» **Exercise input**:
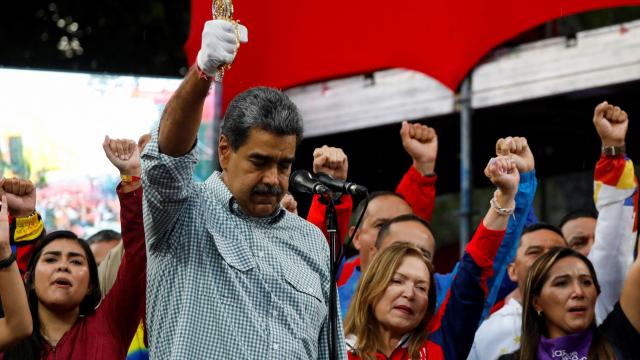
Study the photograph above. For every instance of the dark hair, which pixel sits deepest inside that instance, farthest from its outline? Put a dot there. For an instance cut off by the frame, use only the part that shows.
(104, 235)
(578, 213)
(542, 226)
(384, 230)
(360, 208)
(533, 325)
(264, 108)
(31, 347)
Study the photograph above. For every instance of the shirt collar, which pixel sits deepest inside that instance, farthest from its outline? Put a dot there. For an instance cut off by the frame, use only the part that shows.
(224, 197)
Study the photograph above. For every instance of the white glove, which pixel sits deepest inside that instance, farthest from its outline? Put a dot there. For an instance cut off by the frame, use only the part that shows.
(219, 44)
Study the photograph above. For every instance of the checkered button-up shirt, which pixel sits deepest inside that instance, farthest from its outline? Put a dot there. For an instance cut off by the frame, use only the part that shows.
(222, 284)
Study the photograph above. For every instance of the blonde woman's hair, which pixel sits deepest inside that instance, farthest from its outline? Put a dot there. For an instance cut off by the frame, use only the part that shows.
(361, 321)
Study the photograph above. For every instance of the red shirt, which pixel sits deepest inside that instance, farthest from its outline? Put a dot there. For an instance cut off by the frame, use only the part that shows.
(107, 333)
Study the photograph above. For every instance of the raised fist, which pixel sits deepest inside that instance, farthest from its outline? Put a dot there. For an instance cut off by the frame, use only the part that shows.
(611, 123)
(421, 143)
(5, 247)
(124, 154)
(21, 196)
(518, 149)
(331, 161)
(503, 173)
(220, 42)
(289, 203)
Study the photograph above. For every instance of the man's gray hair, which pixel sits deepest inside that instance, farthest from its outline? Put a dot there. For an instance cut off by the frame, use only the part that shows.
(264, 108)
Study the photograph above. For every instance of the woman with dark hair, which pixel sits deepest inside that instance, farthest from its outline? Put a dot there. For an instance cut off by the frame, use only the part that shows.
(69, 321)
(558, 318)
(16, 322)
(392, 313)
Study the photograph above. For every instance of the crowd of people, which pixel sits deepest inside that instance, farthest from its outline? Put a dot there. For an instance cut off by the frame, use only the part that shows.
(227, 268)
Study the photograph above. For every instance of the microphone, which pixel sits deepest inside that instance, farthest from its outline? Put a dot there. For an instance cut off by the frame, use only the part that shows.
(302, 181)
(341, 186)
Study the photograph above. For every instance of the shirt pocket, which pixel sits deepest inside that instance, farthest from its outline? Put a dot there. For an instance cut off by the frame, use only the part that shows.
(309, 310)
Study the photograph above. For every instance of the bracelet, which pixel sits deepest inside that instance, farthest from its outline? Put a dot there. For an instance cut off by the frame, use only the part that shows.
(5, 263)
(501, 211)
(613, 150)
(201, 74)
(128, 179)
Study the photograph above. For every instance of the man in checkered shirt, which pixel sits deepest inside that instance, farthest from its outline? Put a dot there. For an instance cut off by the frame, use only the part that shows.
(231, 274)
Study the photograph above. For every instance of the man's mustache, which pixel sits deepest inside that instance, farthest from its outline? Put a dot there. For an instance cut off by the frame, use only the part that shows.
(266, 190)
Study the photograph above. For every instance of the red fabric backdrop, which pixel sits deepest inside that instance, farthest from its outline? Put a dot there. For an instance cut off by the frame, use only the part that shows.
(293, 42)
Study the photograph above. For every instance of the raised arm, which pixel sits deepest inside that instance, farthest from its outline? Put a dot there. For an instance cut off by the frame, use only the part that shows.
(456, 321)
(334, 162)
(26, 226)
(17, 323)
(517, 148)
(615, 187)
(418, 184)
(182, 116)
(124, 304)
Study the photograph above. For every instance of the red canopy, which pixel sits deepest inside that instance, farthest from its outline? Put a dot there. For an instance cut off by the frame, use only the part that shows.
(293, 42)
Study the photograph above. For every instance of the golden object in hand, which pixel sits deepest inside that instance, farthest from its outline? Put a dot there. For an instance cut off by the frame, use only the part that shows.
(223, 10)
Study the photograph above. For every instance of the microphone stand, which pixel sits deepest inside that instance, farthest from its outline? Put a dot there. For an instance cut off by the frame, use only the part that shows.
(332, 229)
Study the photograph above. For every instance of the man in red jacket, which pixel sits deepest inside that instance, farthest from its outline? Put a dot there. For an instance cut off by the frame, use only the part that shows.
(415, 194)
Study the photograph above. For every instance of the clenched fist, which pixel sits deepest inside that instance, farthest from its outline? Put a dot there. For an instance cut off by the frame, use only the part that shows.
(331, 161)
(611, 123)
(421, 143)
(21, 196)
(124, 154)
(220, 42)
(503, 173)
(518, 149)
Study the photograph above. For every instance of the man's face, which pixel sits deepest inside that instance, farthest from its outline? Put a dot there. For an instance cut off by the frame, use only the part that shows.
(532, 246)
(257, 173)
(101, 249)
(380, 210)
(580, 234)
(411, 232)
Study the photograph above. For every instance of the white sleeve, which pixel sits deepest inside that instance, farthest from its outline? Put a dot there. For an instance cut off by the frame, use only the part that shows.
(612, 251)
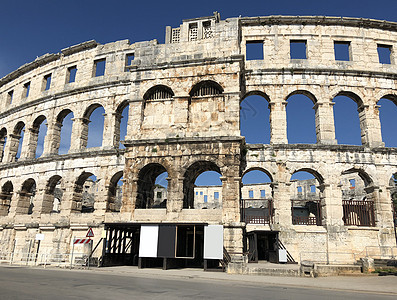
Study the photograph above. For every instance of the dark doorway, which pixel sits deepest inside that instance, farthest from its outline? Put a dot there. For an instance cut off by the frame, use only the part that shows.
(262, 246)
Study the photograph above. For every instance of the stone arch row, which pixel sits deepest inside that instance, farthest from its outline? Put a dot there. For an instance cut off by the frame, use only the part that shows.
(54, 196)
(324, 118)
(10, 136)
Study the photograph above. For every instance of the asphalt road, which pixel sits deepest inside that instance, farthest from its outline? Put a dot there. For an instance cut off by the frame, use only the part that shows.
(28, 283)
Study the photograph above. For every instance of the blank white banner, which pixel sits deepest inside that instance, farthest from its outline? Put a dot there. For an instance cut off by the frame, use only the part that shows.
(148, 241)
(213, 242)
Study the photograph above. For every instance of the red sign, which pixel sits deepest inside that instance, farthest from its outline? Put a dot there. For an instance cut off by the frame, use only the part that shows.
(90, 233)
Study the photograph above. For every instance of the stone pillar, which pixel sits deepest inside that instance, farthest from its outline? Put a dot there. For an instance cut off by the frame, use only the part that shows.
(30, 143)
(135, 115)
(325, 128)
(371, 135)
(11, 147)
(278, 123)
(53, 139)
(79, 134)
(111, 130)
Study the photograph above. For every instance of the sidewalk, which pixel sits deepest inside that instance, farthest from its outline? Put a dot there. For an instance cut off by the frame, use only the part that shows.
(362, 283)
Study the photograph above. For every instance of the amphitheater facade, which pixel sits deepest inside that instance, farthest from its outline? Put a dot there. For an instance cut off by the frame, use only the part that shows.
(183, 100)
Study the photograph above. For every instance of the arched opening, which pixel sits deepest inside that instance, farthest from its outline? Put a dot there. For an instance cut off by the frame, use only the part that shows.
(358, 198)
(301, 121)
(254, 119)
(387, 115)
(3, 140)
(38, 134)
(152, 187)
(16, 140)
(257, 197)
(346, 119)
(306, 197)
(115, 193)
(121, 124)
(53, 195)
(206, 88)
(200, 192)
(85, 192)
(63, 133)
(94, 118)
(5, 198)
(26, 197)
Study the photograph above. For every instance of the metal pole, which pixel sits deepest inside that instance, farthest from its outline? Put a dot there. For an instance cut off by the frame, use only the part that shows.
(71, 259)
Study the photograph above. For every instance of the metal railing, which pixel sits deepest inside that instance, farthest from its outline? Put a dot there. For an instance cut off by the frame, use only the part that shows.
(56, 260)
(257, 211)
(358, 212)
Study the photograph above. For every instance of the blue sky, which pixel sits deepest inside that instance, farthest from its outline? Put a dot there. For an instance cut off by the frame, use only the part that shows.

» **Exercise objective**: Quote, without any change, each line from the one that contains "red sign, which" through the end of the material.

» **Problem solution**:
Study the photograph above. For every instance of the red sign, which pixel sits deepest inside that instance, farthest from its outline? Put a dot there. For an instance cut off by the frame, use only the part that shows.
(90, 233)
Study the photograph above. For every instance of the stone pillar, which pixel sits deepest inside that instance, farthest from its outline? Put a dot there. For an instance cut off by the frame, use only the part that shows.
(30, 143)
(135, 115)
(325, 128)
(371, 135)
(11, 147)
(278, 123)
(53, 139)
(79, 134)
(111, 130)
Study the photograph above. For every instance of the sidewalk, which pixel sits deepest inside that instance, farthest from its outline? Put a dot there. For an instance cut off by the frame, use only the part that shows.
(362, 283)
Study the photograph above. For every instance of the amphitheater facade, which pixel sits deepest inside that instance, farthest from its outline? Put a dot there. For an instance cut off by the frame, use only the part that shows.
(183, 100)
Study the photograph above. For every instance of the arched opening, which pixel sits deepest inside that instance, farthest from its outline? Put a dot there. For an instance cut off by the frame, use only the part that shows.
(358, 198)
(301, 121)
(254, 119)
(387, 115)
(3, 140)
(38, 134)
(152, 187)
(16, 140)
(257, 197)
(346, 119)
(306, 197)
(115, 193)
(121, 124)
(53, 195)
(206, 88)
(200, 192)
(85, 192)
(63, 133)
(94, 118)
(5, 198)
(26, 197)
Study the photograph above. For every instance of the metal pole, which pixel sits deepest inside that instance, farthest from its outline? Put a dot there. For an instance cut off by the frame, use only the part that shows.
(71, 259)
Study the photograph above. For every instance of the metal railing, which pixel sits deepest inside that instance, farthest from its outline? Put a dot there. For an instance cut off by the frame, use only the part that shows.
(56, 260)
(257, 211)
(358, 212)
Study the photograph above. For every instance of the blue sky, which pixel sits deepest inside that instance, farthest from its outline? Put a dot there. For an instance cut off by the frame, use only the part that shows.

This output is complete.